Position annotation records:
========

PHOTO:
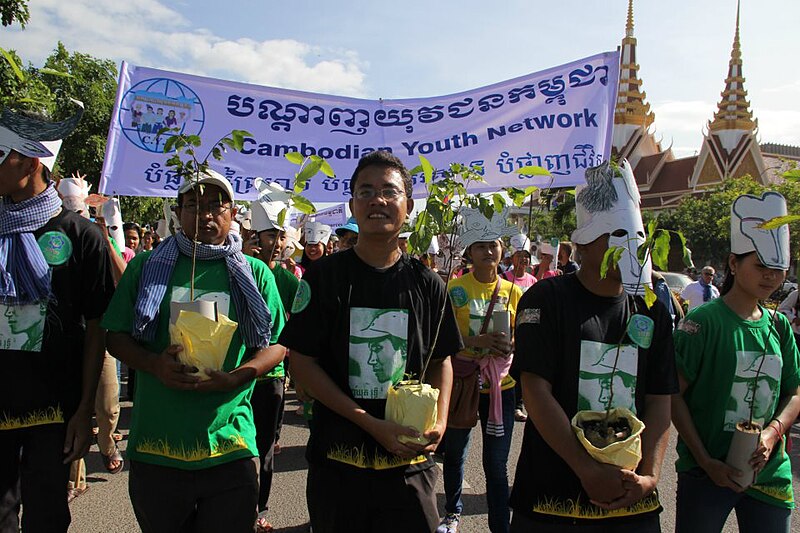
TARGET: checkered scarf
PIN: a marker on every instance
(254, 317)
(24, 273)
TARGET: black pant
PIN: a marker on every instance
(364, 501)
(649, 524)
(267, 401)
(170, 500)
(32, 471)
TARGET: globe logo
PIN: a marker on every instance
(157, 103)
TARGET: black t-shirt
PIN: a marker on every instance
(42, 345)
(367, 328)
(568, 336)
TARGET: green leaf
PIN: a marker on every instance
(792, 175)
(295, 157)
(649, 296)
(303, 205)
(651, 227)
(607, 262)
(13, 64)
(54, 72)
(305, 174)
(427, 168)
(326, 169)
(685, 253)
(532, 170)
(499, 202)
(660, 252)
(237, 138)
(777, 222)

========

Work instructions: Set down every item above verbatim, leaving out the pictures.

Exercise output:
PHOTO:
TARGET: checkered scarf
PIN: a marker on every instance
(254, 317)
(24, 273)
TARGET: black pant
PIN: a marker on every instance
(364, 501)
(649, 524)
(267, 401)
(170, 500)
(32, 471)
TARGET: globe logo
PIN: a marker on every instance
(157, 103)
TARGET: black t-shirt
PIN: a marker on every instance
(42, 345)
(367, 328)
(568, 336)
TARGET: green leaf
PIN: a marker on every instance
(792, 175)
(295, 157)
(649, 296)
(303, 205)
(651, 227)
(607, 262)
(13, 64)
(54, 72)
(305, 174)
(427, 168)
(326, 169)
(685, 253)
(532, 170)
(499, 202)
(660, 252)
(237, 138)
(777, 222)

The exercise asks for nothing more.